• ОПИСАНИЕ ЗАДАНИЯ: Какие строки записей содержат слово «white» с учетом регистра букв? Найдите их и выпишите все полностью.

*** ЗАПИСИ ДЛЯ ОБРАБОТКИ

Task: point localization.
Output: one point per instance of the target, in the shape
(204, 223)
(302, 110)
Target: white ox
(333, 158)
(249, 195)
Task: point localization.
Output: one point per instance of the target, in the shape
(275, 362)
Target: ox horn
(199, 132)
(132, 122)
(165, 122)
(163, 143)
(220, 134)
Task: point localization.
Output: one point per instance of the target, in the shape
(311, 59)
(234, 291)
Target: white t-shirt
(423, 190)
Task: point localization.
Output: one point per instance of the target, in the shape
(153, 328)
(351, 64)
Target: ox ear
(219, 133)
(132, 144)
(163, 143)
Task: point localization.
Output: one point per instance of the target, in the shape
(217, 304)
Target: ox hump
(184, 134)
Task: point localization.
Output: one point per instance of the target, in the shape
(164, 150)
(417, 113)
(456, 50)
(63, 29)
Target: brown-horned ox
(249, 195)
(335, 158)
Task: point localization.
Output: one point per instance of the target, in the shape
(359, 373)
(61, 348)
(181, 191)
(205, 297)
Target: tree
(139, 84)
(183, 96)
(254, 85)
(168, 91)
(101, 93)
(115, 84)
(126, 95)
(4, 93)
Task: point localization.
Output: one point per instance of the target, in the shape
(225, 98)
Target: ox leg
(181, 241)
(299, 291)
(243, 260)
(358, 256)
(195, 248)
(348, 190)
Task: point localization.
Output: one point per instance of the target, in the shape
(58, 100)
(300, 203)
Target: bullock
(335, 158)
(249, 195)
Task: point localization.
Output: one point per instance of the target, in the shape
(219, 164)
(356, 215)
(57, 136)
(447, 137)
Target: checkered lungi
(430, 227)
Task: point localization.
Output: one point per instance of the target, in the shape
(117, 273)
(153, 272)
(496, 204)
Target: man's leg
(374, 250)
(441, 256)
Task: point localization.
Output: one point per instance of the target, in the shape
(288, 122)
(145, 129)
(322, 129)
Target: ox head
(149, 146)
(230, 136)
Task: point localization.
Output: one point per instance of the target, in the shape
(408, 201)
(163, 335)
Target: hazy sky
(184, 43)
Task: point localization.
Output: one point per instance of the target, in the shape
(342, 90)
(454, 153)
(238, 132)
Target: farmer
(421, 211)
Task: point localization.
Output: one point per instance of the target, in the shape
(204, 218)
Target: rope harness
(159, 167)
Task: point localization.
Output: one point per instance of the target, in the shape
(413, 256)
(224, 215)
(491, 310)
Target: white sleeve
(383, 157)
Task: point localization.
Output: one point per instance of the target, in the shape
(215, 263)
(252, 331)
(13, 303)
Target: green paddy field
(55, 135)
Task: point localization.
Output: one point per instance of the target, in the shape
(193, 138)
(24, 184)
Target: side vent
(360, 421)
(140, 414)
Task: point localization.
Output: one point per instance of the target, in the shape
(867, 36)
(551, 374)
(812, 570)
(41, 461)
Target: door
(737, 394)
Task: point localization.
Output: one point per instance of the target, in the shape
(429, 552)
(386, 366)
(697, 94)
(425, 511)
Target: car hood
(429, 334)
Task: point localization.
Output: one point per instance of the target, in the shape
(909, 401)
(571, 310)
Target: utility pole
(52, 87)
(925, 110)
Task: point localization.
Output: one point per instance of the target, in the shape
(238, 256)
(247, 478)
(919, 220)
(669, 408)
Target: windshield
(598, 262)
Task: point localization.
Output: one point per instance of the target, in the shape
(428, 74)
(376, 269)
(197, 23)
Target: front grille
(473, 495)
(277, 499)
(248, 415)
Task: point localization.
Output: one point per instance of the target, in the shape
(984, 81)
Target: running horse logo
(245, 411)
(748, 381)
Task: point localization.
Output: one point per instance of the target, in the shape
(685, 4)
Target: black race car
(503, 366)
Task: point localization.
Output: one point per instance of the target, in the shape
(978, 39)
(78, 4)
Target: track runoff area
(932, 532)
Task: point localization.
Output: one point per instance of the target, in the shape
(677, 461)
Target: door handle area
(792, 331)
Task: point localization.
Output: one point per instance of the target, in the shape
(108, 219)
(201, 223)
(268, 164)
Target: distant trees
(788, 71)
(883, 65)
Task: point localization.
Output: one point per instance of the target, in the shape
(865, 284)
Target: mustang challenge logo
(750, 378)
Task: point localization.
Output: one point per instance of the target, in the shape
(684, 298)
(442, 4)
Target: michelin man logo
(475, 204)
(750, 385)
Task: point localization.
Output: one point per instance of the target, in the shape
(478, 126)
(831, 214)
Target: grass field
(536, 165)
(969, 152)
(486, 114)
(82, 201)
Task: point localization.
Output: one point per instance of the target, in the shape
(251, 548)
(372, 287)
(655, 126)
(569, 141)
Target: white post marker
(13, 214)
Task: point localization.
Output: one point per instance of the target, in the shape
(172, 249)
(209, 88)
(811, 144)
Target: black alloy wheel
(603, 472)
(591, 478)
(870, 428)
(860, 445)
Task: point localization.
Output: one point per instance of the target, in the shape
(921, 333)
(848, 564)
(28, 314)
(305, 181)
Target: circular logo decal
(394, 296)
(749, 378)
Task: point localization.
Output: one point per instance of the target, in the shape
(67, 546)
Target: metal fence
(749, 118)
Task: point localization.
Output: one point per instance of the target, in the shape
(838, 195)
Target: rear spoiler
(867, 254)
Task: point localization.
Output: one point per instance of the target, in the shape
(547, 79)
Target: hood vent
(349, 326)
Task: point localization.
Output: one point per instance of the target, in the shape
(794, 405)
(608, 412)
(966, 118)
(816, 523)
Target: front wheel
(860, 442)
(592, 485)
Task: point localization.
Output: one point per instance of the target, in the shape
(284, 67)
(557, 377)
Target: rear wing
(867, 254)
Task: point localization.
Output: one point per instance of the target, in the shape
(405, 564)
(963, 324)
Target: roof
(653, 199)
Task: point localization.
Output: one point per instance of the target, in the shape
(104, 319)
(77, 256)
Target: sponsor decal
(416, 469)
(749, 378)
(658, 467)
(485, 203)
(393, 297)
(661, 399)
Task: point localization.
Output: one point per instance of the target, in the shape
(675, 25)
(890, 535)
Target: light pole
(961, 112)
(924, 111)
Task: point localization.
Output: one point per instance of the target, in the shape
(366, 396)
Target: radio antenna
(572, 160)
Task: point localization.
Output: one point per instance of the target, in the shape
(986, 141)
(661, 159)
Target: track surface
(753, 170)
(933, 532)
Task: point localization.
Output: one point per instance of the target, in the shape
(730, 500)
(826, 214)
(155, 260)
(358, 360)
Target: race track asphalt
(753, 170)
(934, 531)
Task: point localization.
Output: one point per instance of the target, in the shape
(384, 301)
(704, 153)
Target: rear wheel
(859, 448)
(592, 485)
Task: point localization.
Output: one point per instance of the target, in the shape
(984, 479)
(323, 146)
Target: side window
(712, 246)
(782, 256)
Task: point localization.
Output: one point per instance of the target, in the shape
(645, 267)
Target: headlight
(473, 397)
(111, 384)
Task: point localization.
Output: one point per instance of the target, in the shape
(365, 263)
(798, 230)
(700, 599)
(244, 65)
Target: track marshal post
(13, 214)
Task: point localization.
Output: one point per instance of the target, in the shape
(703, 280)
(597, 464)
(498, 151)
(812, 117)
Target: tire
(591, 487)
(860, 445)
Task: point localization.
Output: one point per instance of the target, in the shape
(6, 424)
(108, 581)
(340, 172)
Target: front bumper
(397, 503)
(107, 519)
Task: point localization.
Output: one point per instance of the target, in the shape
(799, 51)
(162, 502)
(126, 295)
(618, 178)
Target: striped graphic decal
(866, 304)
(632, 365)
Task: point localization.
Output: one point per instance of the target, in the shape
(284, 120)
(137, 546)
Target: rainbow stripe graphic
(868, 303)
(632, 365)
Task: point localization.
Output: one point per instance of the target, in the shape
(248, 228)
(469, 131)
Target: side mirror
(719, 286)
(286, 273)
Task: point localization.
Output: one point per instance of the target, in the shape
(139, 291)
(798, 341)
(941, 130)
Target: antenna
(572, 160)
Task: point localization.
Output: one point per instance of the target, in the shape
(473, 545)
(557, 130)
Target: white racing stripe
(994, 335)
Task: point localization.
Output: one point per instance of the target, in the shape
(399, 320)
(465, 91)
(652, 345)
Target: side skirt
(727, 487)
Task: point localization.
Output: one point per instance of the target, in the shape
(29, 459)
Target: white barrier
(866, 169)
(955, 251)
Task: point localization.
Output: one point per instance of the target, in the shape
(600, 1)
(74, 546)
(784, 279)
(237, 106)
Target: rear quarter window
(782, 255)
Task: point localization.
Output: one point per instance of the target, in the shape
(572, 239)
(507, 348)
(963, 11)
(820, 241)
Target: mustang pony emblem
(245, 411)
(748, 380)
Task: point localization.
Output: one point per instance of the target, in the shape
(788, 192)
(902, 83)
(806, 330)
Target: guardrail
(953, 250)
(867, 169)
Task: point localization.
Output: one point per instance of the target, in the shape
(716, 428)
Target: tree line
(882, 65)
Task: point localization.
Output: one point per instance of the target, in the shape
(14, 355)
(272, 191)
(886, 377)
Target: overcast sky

******

• РЕШЕНИЕ ЗАДАНИЯ:
Target: white ox
Target: white t-shirt
Target: white sleeve
Target: white post marker
Target: white racing stripe
Target: white barrier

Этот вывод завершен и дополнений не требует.